*Selected excerpt:*
________________________________________

What Action to Take Following Positive C-19 Test or Symptoms
Posted in News, tagged with COVID-19, on October 15, 2020
We are now seeing shoots disrupted by Coronavirus as people involved in the production present with symptoms or test positive. Changes have had to be made to some productions as a result, but every commercial disrupted has been delivered.
We very much need to continue to find a way of completing every production, which APA members are committed to and are achieving – even in Liverpool yesterday! – because a production that is cancelled will result in an advertiser having to pay a lot of money with no film to show for it; which will scare already anxious clients and see fewer productions going ahead.
The purpose of this email is to provide you with guidance on what to do if someone who is part of your production (anyone on set or due to attend set) informs you that:
1. They have Coronavirus symptoms
or
2. Have tested positive for Coronavirus.
We need to look at those two situations separately, as the required course of action in respect of people who have been in contact with someone with Coronavirus symptoms is different from that for people who have been in contact with someone who has tested positive.
Even the definition of “contact” differs between people with symptoms and people who have tested positive. That isn’t the only part of the government guidance that doesn’t make sense, so our advice below is to provide you with clarity and answers as to what action you should take despite the vagaries.
What action should you take if someone due to attend your shoot or on your shoot informs you that they have Coronavirus symptoms?
A person with Coronavirus symptoms should self-isolate for 10 days and get a test.
Our advice is that those in close contact of people with symptoms should self-isolate until the status of the person with symptoms is known (the government guidance on this point is unclear but we think this is the responsible course).
Examples of close contact include:
- close face-to-face contact (under 1 metre) for any length of time – including talking to them or coughing on them
- being within 1 to 2 metres of each other for more than 15 minutes – including travelling in a small vehicle
NHS guidance on when you should self-isolate and what to do.

________________________________________

(Dataset records)
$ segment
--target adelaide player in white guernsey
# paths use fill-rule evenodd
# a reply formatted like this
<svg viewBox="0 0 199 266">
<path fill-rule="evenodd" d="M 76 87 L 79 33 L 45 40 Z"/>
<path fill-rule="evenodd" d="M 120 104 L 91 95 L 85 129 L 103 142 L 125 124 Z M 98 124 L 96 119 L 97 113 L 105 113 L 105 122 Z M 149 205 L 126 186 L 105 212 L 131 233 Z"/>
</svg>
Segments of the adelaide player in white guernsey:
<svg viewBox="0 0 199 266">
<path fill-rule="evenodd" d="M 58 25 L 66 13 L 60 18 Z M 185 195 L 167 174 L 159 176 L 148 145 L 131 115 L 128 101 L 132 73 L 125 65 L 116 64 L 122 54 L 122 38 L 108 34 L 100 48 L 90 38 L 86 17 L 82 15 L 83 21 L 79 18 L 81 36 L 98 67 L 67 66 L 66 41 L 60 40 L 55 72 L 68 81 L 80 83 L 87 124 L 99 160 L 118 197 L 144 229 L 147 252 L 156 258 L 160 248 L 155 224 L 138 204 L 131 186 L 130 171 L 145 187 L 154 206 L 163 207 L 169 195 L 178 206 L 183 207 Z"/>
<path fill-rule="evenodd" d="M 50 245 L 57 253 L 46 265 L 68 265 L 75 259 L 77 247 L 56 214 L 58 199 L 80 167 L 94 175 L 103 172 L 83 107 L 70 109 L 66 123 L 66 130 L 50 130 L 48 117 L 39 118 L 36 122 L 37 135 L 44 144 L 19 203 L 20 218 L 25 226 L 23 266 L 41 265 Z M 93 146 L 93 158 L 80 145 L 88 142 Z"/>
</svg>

________________________________________

*Tasks to complete:*
1 – From the COVID-19 shoot guidance, return the passage starting at "Even the definition" and ending at "get a test.".
2 – Translate this sentence from the COVID-19 shoot guidance into Spanish: "A person with Coronavirus symptoms should self-isolate for 10 days and get a test."
3 – Answer these questions from the COVID-19 shoot guidance:
(a) On what date was it posted?
(b) In which city was a production completed "yesterday"?
(c) For how many days should a person with Coronavirus symptoms self-isolate?

*Responses to the exercise:*
1 –
Even the definition of “contact” differs between people with symptoms and people who have tested positive. That isn’t the only part of the government guidance that doesn’t make sense, so our advice below is to provide you with clarity and answers as to what action you should take despite the vagaries.
What action should you take if someone due to attend your shoot or on your shoot informs you that they have Coronavirus symptoms?
A person with Coronavirus symptoms should self-isolate for 10 days and get a test.

2 – Una persona con síntomas de coronavirus debe aislarse durante 10 días y hacerse una prueba.

3 –
(a) October 15, 2020
(b) Liverpool
(c) 10 days